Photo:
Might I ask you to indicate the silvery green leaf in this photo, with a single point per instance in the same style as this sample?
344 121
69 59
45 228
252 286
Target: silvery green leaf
==
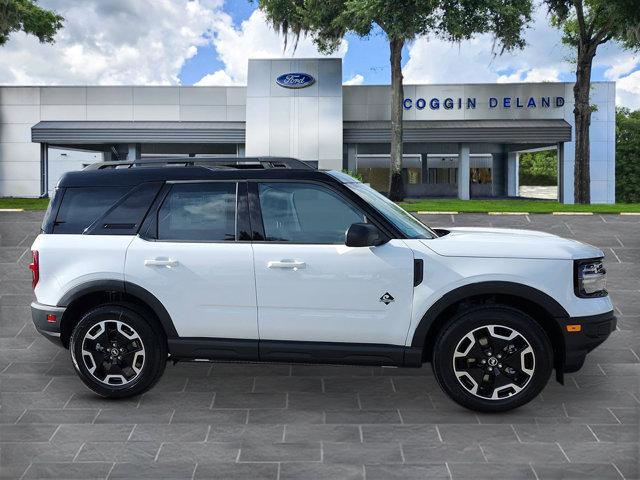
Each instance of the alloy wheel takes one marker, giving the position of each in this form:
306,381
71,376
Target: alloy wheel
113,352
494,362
--
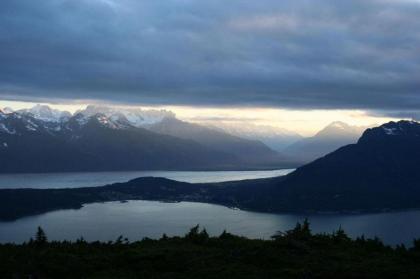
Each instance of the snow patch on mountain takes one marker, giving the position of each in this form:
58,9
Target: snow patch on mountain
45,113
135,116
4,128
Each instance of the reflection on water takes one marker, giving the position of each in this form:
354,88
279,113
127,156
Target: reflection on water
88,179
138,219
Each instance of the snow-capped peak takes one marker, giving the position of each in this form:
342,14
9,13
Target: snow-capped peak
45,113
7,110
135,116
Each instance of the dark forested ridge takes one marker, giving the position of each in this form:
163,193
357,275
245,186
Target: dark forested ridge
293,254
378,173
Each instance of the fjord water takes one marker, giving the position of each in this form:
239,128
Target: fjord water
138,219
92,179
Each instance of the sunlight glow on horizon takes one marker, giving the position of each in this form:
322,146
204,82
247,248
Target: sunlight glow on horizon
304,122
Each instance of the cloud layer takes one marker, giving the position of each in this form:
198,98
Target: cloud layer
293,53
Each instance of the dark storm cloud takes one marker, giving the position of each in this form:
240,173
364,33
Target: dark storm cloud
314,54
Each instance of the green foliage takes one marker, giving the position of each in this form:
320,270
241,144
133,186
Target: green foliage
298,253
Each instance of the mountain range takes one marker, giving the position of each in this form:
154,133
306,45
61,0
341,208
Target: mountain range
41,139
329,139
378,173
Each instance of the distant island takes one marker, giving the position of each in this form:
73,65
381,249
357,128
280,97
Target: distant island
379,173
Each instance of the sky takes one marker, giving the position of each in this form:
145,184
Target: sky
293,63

- **Assignment**
Every line above with the string "leaf" in it needs to be copied.

- **Result of the task**
Might I ask you to indicate the silvery green leaf in this photo, with a single point per instance in the same style as this sample?
Target: silvery green leaf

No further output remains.